Objective:
Reproduce every record below verbatim, leaving out the pictures.

Records for the exercise:
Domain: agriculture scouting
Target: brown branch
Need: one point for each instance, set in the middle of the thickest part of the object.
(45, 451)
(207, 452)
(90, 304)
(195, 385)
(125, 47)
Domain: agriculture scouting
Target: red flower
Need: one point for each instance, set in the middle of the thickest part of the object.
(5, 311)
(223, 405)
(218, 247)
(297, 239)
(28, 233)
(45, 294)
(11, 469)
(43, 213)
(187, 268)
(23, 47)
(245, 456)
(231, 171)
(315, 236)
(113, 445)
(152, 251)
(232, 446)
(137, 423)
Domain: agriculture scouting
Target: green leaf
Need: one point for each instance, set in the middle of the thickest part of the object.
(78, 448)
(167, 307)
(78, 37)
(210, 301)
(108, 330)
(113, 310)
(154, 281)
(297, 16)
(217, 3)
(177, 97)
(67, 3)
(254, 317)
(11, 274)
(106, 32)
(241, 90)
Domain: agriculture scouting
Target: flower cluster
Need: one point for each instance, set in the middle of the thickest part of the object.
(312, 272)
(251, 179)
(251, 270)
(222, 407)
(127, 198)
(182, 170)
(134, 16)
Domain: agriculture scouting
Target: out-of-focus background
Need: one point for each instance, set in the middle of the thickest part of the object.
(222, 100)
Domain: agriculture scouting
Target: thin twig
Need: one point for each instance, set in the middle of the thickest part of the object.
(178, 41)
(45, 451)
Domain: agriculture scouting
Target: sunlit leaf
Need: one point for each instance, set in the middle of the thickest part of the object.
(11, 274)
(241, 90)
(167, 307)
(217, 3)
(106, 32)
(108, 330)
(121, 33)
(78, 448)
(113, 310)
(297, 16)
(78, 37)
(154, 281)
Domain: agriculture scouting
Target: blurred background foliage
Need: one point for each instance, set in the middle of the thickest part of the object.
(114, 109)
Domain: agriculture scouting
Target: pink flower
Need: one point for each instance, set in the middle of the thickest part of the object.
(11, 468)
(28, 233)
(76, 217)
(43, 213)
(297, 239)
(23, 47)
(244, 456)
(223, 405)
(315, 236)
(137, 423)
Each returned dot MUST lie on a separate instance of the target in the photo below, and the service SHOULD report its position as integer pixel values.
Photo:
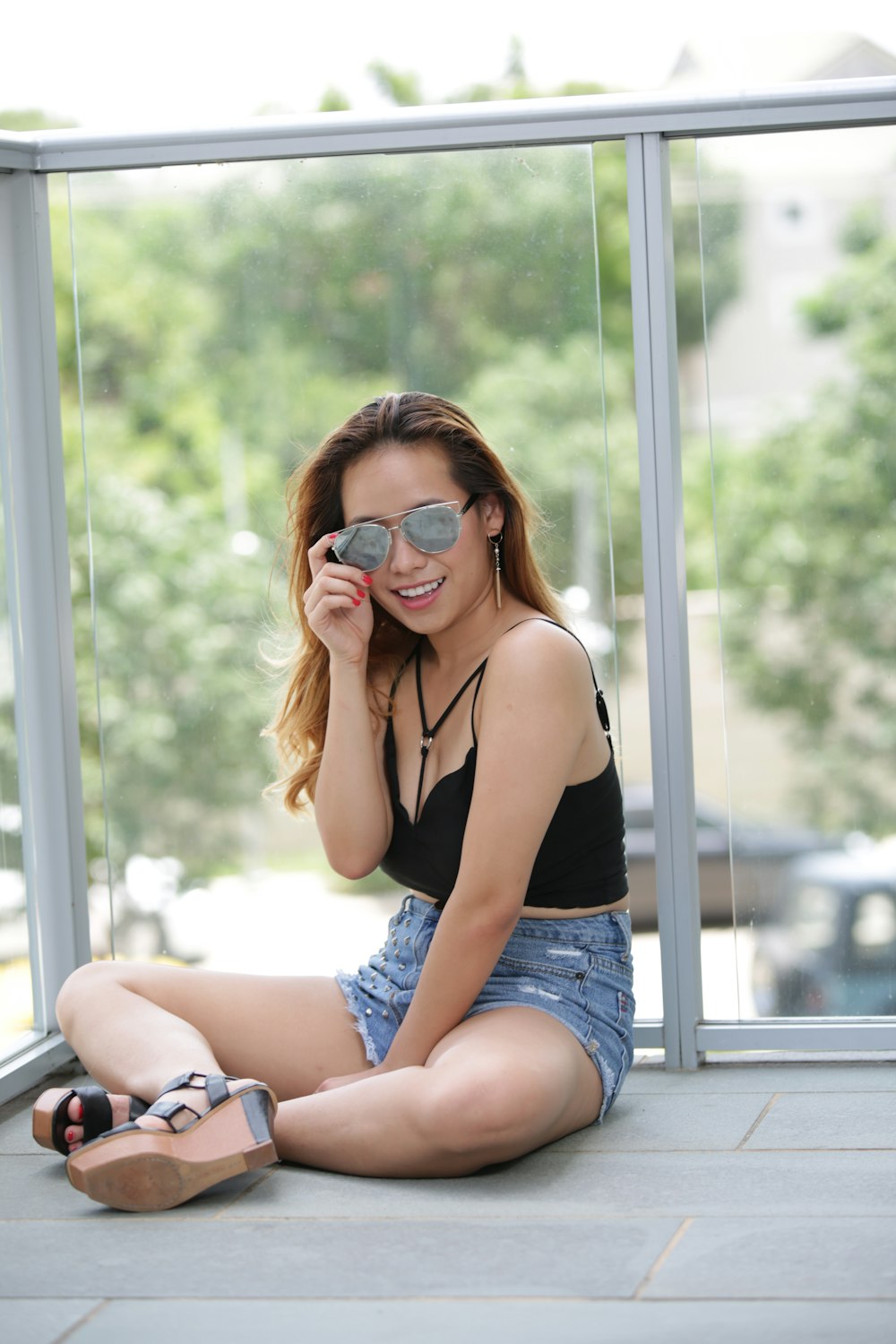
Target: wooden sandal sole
(150, 1169)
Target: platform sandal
(50, 1115)
(145, 1169)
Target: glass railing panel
(16, 1000)
(788, 414)
(228, 317)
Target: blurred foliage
(228, 317)
(814, 547)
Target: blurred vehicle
(759, 852)
(147, 913)
(831, 949)
(145, 906)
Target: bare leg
(134, 1027)
(137, 1026)
(500, 1085)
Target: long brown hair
(314, 508)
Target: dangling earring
(495, 542)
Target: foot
(195, 1097)
(203, 1132)
(75, 1132)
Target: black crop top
(582, 857)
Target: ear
(492, 507)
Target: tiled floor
(748, 1202)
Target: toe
(74, 1136)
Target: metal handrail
(530, 121)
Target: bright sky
(113, 65)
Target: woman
(445, 728)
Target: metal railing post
(39, 596)
(665, 591)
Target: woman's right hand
(338, 605)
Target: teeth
(421, 589)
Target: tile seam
(759, 1118)
(662, 1257)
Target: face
(424, 591)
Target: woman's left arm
(536, 699)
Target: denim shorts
(578, 970)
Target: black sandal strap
(97, 1109)
(217, 1089)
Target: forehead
(394, 478)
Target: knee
(81, 986)
(487, 1116)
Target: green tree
(814, 547)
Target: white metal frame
(31, 453)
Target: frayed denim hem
(346, 983)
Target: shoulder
(541, 659)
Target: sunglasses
(432, 529)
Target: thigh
(516, 1073)
(290, 1031)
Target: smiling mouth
(422, 589)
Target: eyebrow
(400, 513)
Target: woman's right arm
(351, 801)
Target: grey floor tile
(142, 1257)
(653, 1123)
(498, 1322)
(836, 1121)
(42, 1322)
(780, 1257)
(764, 1077)
(37, 1188)
(551, 1185)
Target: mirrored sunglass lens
(366, 545)
(433, 530)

Problem solution:
Domain: agriculture scouting
Target: brown branch
Need: one point for each instance, set in the middle of the thickest part of the object.
(45, 451)
(207, 452)
(90, 304)
(195, 385)
(125, 47)
Domain: agriculture scouting
Target: red flower
Need: one point for each instance, set in the middle of the thickest part of the object.
(5, 311)
(223, 405)
(218, 247)
(297, 239)
(28, 233)
(45, 294)
(11, 469)
(43, 213)
(187, 268)
(23, 47)
(245, 456)
(231, 171)
(315, 236)
(113, 445)
(152, 251)
(232, 446)
(137, 423)
Domain: agriculture scouting
Target: green leaf
Need: one point for each instance, set in the middle of the thickest part of the object.
(78, 448)
(167, 307)
(78, 37)
(210, 301)
(108, 330)
(113, 310)
(154, 281)
(297, 16)
(217, 3)
(177, 97)
(67, 3)
(254, 317)
(11, 274)
(106, 32)
(241, 90)
Domain: agriculture scouting
Target: flower cluster
Need: one point for each instance, set in the middle of the thickest part of the object.
(312, 272)
(251, 179)
(251, 270)
(222, 407)
(127, 198)
(182, 170)
(134, 16)
Domain: agriculture scouting
Target: out-of-focus background
Need: one point for each instance, set in the middle of the thickest part of the object.
(222, 100)
Domain: agriculture scouting
Target: thin twig
Need: one point for each instance, set in the middle of the thickest part of the object.
(178, 41)
(45, 451)
Domain: agriculture scouting
Target: sunlit leaf
Need: one point for each instance, set in the middle of the thickest part of the object.
(11, 274)
(241, 90)
(167, 307)
(217, 3)
(106, 32)
(108, 330)
(121, 33)
(78, 448)
(113, 310)
(297, 16)
(78, 37)
(154, 281)
Domain: agriculture scouting
Target: blurred background foliage
Need: one point for each instance, set in the middle of the thickest part of the object.
(114, 109)
Domain: agriculture scouting
Target: pink flower
Need: one point for each instance, set in the middle of the thickest part of the object.
(11, 468)
(28, 233)
(76, 217)
(43, 213)
(297, 239)
(23, 47)
(244, 456)
(223, 405)
(315, 236)
(137, 423)
Each returned dot MUST lie on a separate instance of the target in the photo below, and the service SHOULD report its position as integer pixel values.
Photo:
Target: wooden sandal sole
(150, 1169)
Target: platform sandal
(50, 1115)
(145, 1169)
Target: glass railing panel
(16, 1000)
(788, 414)
(228, 317)
Target: blurred foliage
(228, 317)
(814, 547)
Target: blurred vehicle
(759, 852)
(147, 913)
(831, 949)
(145, 906)
Target: bare leg
(134, 1027)
(137, 1026)
(500, 1085)
Target: long brown hair
(314, 508)
Target: dangling earring
(495, 542)
Target: foot
(195, 1097)
(203, 1132)
(75, 1132)
Target: black crop top
(582, 857)
Target: ear
(492, 507)
Target: tiled floor
(748, 1202)
Target: toe
(74, 1136)
Target: metal handrail
(530, 121)
Target: bright sky
(113, 65)
Target: woman
(445, 728)
Target: metal railing post
(39, 596)
(665, 591)
Target: woman's right hand
(338, 605)
Target: teeth
(421, 589)
Target: tile seam
(759, 1118)
(662, 1257)
Target: face
(424, 591)
Target: woman's left arm
(536, 699)
Target: denim shorts
(578, 970)
Target: black sandal strap
(97, 1109)
(217, 1089)
Target: forehead
(394, 478)
Target: knee
(81, 986)
(487, 1116)
Target: green tree
(814, 547)
Target: white metal frame
(31, 453)
Target: frayed denim hem
(346, 983)
Target: shoulder
(541, 659)
Target: sunglasses
(432, 529)
Target: thigh
(516, 1073)
(290, 1031)
Target: smiling mouth
(422, 589)
Target: eyebrow
(400, 513)
Target: woman's right arm
(351, 801)
Target: grey floor tile
(142, 1257)
(653, 1123)
(498, 1322)
(836, 1121)
(42, 1322)
(780, 1257)
(764, 1077)
(37, 1188)
(551, 1185)
Target: mirrored sunglass lens
(366, 545)
(433, 530)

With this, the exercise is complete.